Supplied passage:
Time to Slow Down?
Well it's a Sunday morning in November and I'm finally sitting down able to take time to relax a bit. The last ten months have continued to be filled with more changes, challenges, and lots of activity at our new farm. The first snow fell overnight and winter seems as though it is ready to take hold after an unseasonably warm fall. The great weather has allowed us to get more jobs completed than expected so, hopefully, winter can be more relaxed and spring startup may be less hectic. Well, here's hoping anyway.
There have been a few changes with our animals. Sadly, Belle, one of our original goats, died last winter after struggling with health issues. In an attempt to deal with her loss we ended up getting four new pygmy goats. Yes, it took four goats to make up for losing Belle. In addition to Basil and Sebastian, we now have Finnegan, Buckley, Millie, and Maribelle, whose name is an ode to our first two goats, Belle and Marigold. These young bucklings and doelings have certainly added some new energy to the barnyard.
There have also been some changes with the sheep. Lambing season was a bit unusual. All but one ewe had a single lamb. We even had one ewe have a false pregnancy. Most often they have twins but we suspect the stress of the move may have had something to do with this. The one ewe, Georgia, who did have twins had a difficult delivery and we were only able to save the one lamb. As a result ,we did not sell any lambs for breeding but decided to keep all of our females in order to increase our herd size. This meant retiring Balthazar and getting a new ram. In September we picked up our new ram, Atticus. We now have a flock of 15 ewes and a ram. Next spring could prove eventful!

Set of tasks:
1. Answer each question from the farm update.
(a) In what month is the writer sitting down to relax?
(b) What is the name of the new ram?
(c) How many new pygmy goats did the farm get?
2. Decide whether each statement agrees with the farm update, and quote the words that settle it.
(a) The first snow fell overnight.
(b) Every ewe gave birth to twins.
(c) Balthazar was retired.
3. Please carry the farm update on from where it stops.
These items come from a separate source and have nothing to do with the farm update.

Information:
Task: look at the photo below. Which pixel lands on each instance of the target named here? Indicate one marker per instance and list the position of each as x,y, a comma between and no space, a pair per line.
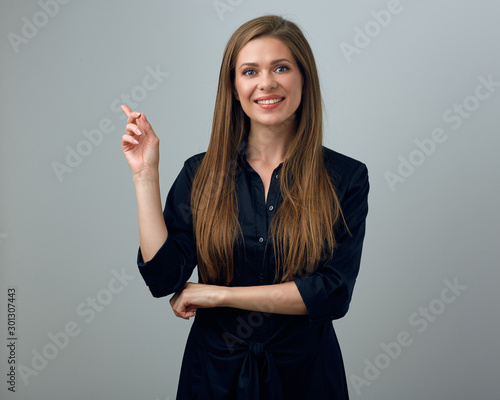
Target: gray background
63,239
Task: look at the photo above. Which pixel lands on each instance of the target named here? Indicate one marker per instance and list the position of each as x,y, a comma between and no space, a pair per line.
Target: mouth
269,101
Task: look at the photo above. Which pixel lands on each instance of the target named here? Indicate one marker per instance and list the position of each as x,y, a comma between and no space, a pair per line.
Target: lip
269,97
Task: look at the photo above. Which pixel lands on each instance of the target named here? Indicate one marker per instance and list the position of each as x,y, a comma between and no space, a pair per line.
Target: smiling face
268,82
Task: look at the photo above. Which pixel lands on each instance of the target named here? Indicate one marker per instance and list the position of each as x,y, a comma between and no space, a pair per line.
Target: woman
274,221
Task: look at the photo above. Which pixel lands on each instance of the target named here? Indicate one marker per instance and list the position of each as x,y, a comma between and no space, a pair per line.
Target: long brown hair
303,229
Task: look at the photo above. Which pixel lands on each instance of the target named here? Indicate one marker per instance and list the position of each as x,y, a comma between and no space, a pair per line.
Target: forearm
282,298
152,228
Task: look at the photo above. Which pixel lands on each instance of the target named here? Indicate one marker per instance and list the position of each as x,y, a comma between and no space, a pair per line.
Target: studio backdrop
411,88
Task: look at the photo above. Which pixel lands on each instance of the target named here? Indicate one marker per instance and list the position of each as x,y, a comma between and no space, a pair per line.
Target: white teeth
273,101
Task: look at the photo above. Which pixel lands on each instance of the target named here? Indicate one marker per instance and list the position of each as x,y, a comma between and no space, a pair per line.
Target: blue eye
282,68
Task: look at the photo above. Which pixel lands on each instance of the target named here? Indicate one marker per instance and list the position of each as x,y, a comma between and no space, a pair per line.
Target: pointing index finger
128,112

Answers in order:
1.
(a) November
(b) Atticus
(c) Four

2.
(a) Yes: "The first snow fell overnight"
(b) No: "All but one ewe had a single lamb."
(c) Yes: "This meant retiring Balthazar and getting a new ram."

3.
In addition to new goats and sheep we have been raising chickens, turkeys, ducks and pheasants. Friday we picked up eight new pigs to raise this winter. We are continually learning what works best at our new place. We're always up for something new. I keep trying to talk Paul into a donkey or a couple cattle. You never know!
Renovations have continued. More fencing was installed and our large field has been planted with pasture seed. Eventually this will be used for hay and a new pasture for the sheep. The house, barn, garage, and other outbuildings were all stained and painted. New roofs were installed on the barn, garage, and the porch of the house. Eavestroughs and downspouts were added to all of the buildings. A small retaining wall was built next to the barn. House renovations have included some new windows, painting, new laundry room, gas fireplaces, some new bathroom fixtures. new lighting, and new exterior wooden doors.
We are currently in the midst of a kitchen renovation. This has been the most challenging part of all the jobs that we have undertaken over the past year. The existing kitchen was dated, had poor storage, was falling apart, and really wasn't functioning for us. The scope of work quickly increased from simply changing out cabinets. A small bathroom was converted into a pantry. The brick on the wall had to be removed which led to having new drywall and wiring. Removing cabinets meant the floor needed to be changed. New appliances had to be ordered. The entryway then needed a redo. Cabinets took longer than expected and we are still waiting for countertops to be installed. Six months later, we are still cooking in the shop or outdoors and doing dishes in the laundry room. We even managed to do over 600 jars of canning without a functioning kitchen. Maybe things will be done by Christmas!
Let's not forget about the landscaping. All the existing gardens were renovated and a few new gardens were added. We got topsoil for the new vegetable garden in May. It did extremely well and we preserved as much as we could. We built a flagstone patio in the garden with a small fire pit and seating. Walkways were widened and new ones made. The landscaping around the pool was updated with new plantings including plum trees, rhubarb, asparagus, garlic, herbs, and grapes. With a bit of help from friends, we built a pergola for much needed shade. We even added an outdoor oven which we have been using to make pizza, stews, and grilled meats.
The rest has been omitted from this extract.